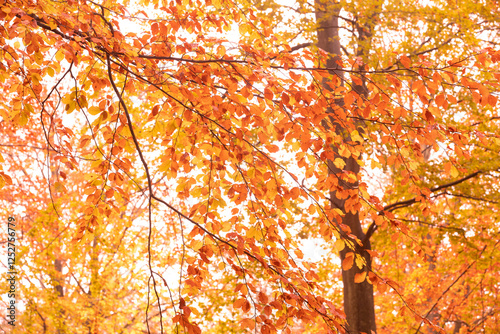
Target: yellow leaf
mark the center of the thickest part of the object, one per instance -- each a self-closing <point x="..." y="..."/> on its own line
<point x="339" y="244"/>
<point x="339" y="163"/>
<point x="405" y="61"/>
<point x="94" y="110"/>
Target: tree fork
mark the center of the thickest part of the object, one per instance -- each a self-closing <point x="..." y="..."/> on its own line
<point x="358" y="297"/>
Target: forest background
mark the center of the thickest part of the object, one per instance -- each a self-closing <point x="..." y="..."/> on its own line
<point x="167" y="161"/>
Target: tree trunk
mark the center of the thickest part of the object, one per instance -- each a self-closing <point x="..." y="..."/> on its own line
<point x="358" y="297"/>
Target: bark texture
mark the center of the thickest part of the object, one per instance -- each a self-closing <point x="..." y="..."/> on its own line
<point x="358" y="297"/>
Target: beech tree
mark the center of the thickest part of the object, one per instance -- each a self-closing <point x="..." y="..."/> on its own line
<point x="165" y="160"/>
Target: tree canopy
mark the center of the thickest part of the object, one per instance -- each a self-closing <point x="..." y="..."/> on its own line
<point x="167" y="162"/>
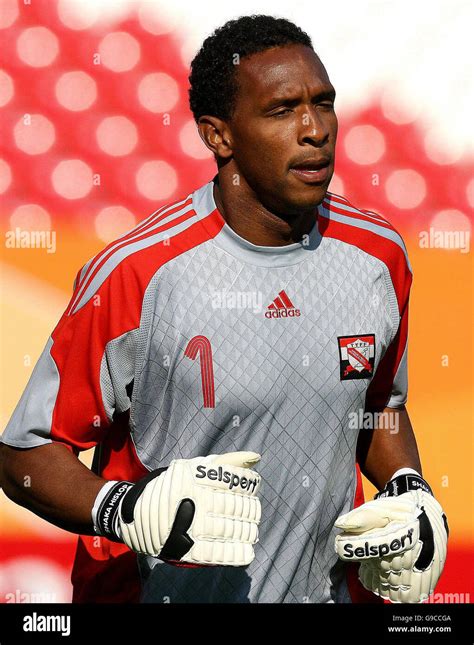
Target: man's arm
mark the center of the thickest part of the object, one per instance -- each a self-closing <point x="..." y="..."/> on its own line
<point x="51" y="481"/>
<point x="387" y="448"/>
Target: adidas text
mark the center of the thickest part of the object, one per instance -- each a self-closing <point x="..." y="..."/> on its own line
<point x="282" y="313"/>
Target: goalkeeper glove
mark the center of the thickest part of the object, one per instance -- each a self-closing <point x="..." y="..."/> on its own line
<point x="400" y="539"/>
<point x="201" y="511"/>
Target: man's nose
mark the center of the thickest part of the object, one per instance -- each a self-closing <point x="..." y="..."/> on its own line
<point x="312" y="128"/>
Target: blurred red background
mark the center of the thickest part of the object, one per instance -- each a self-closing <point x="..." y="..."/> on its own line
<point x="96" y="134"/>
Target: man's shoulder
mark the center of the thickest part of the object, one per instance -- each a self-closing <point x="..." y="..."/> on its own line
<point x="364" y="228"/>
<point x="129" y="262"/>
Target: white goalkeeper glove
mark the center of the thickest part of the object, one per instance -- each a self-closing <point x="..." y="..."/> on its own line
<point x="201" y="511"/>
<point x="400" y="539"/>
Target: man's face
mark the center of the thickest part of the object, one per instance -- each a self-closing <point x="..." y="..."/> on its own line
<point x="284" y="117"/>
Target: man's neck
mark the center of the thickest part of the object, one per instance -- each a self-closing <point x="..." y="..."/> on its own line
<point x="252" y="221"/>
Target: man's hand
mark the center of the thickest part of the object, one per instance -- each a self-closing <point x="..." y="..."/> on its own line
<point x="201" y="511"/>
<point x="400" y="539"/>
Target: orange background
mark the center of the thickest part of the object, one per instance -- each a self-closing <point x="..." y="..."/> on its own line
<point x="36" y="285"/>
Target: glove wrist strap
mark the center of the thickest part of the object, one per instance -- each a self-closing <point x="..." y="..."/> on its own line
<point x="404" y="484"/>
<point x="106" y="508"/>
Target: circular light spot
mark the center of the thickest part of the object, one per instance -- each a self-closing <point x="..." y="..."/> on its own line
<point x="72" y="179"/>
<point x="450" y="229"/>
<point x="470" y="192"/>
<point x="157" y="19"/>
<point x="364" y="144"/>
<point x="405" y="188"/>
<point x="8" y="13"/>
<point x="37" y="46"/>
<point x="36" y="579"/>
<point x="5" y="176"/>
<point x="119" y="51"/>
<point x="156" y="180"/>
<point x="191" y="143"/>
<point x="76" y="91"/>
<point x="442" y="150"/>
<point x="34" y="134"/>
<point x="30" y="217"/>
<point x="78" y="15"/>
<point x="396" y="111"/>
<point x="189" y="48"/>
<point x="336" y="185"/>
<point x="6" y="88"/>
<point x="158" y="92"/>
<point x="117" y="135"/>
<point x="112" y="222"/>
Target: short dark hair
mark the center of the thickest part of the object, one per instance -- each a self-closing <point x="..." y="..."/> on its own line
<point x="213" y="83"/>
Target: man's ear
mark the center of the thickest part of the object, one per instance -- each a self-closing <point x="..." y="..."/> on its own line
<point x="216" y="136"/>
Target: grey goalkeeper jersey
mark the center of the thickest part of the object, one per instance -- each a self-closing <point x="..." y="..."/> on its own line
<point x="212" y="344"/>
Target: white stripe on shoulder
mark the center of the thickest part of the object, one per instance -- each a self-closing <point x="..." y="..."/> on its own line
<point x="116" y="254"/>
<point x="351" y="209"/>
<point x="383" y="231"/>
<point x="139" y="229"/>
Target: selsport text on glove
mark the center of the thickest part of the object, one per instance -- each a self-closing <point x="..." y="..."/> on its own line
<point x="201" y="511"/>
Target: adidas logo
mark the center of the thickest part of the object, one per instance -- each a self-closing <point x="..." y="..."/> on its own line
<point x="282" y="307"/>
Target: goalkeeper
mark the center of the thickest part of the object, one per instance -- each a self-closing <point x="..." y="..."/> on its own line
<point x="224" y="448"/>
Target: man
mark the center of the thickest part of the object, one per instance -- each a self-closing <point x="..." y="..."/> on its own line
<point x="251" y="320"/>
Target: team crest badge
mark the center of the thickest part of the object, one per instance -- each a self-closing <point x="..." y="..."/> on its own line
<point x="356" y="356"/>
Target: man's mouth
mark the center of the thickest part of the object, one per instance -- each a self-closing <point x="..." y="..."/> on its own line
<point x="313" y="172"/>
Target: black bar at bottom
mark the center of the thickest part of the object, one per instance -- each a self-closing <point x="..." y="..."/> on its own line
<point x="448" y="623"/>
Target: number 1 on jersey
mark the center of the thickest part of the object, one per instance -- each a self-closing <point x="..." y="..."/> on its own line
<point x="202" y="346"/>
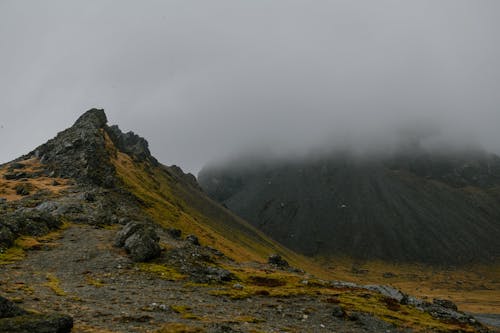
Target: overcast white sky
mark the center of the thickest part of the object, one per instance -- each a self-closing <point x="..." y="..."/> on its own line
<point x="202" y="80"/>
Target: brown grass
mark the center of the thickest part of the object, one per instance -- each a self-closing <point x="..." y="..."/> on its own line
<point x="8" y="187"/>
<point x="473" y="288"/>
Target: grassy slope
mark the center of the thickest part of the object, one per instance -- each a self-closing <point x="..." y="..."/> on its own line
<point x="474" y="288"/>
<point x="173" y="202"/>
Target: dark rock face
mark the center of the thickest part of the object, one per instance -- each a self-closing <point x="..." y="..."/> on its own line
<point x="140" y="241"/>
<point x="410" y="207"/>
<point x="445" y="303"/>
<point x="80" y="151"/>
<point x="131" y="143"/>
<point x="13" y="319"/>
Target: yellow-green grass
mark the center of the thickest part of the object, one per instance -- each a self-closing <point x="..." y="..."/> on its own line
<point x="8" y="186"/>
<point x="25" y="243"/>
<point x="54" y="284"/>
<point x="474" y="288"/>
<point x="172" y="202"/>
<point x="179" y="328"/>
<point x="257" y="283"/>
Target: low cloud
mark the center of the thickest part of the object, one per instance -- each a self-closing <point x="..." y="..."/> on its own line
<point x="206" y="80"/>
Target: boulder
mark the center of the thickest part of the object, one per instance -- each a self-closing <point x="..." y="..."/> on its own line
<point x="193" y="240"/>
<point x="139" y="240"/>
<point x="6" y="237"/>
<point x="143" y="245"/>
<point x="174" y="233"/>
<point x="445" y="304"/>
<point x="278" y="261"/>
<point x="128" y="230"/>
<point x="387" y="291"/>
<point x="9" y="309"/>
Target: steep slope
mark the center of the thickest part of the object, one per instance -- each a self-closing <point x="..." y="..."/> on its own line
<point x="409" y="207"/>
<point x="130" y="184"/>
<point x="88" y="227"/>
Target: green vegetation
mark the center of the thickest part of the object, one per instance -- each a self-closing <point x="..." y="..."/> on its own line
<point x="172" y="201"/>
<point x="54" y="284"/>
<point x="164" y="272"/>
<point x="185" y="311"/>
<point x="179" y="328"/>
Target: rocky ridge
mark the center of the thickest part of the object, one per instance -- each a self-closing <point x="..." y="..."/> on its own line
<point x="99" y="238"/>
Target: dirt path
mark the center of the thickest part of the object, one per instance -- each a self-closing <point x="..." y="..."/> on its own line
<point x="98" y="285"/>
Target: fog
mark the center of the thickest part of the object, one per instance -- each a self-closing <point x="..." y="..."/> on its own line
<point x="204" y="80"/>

Exercise: Copy needed, without pictures: the lines of the listing above from the line containing "Target: tree fork" up to and including the line containing "Target: man's nose", set down exactly.

Solution for this problem:
Target: tree fork
mark the center of the thickest part of the object, one per instance -- each a self-closing <point x="..." y="..."/> on its own line
<point x="358" y="297"/>
Target: forest background
mark the center of the thickest part of the object, one per instance -- each a self-closing <point x="..." y="..."/> on its own line
<point x="167" y="161"/>
Target: tree trunk
mark the center of the thickest part of the object, one per instance -- each a self-closing <point x="..." y="..."/> on its own line
<point x="358" y="297"/>
Target: bark texture
mark the center of the thickest part of the object, one per instance -- each a self-closing <point x="..." y="..."/> on its own line
<point x="358" y="297"/>
Target: beech tree
mark the center of the thickest part of the object, one per instance -- each a self-closing <point x="..." y="..."/> on its own line
<point x="165" y="160"/>
Target: tree canopy
mark the center of the thickest part of the object, one per instance -- each a self-closing <point x="..." y="..."/> on its own line
<point x="167" y="162"/>
Target: man's arm
mark the center of the thickest part of the object, one per instance -- each a self-closing <point x="..." y="..."/> on its own line
<point x="51" y="481"/>
<point x="387" y="448"/>
Target: adidas text
mark the center of the thickest part of the object, one per instance -- each a self-closing <point x="..." y="..."/> on its own line
<point x="282" y="313"/>
Target: goalkeeper glove
mark the center of the thickest part of the object, one per instance -- each a self-closing <point x="..." y="..."/> on its own line
<point x="400" y="539"/>
<point x="201" y="511"/>
Target: man's nose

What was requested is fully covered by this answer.